#### [PASSAGE SHOWN]
···
Postby dobrichev » Sun Jan 27, 2019 5:09 pm

Just to mention that 128-bit SSE operations are not GCC specific at all.
In order to use the SSE instructions, non-standard compiler-specific extensions should be used and all compilers have their own.
Porting from one compiler to another is matter of some cosmetic changes (which by the way are already done in my code).

Another non-major problem is handling the differences between the variety of the SSE instruction subsets implemented on different processor models.
My resolution is the use of relatively old (but not ancient) subset, and investigation of compiler-specific instruction names and compilation options case by case.

The differences between 32-bit and 64-bit platform came from non-SSE instructions. Examples are counting the bits set, popcount(), or finding the least significant non-zero bit. On 64-bit platform it is sufficient to split the field to 64-bit pieces and perform your logic, where on 32-bit you should double the operations and complicate the logic.

Repeating what Mathimagics said, SSE isn't 128-bit arithmetic (and recently 256 and 512-bit) but coprocessor capable of execution of limited set of instructions on several data words in parallel.

On the other hand GCC has more or less experimental extensions for 128-bit integer and floating point emulation. I personally wasn't satisfied from their design and implementation. They have much limitations and are slow.
···
#### [GIVEN DATA]
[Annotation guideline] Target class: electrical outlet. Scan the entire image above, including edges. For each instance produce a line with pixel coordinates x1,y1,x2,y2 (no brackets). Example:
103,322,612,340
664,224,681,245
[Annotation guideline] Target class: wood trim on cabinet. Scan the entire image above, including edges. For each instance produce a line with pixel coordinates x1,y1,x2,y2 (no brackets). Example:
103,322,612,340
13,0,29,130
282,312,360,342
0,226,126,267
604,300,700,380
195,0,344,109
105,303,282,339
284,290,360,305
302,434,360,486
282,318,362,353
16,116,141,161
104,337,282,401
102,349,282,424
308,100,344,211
···
#### [AIM OF THE TASK]
Please copy the passage of the post on SSE instructions that begins with "Just to mention" and ends with "have their own.", keeping its wording unchanged. The data comes from a different source than the post.

#### [ANSWER TO THIS EXERCISE]
Just to mention that 128-bit SSE operations are not GCC specific at all.
In order to use the SSE instructions, non-standard compiler-specific extensions should be used and all compilers have their own.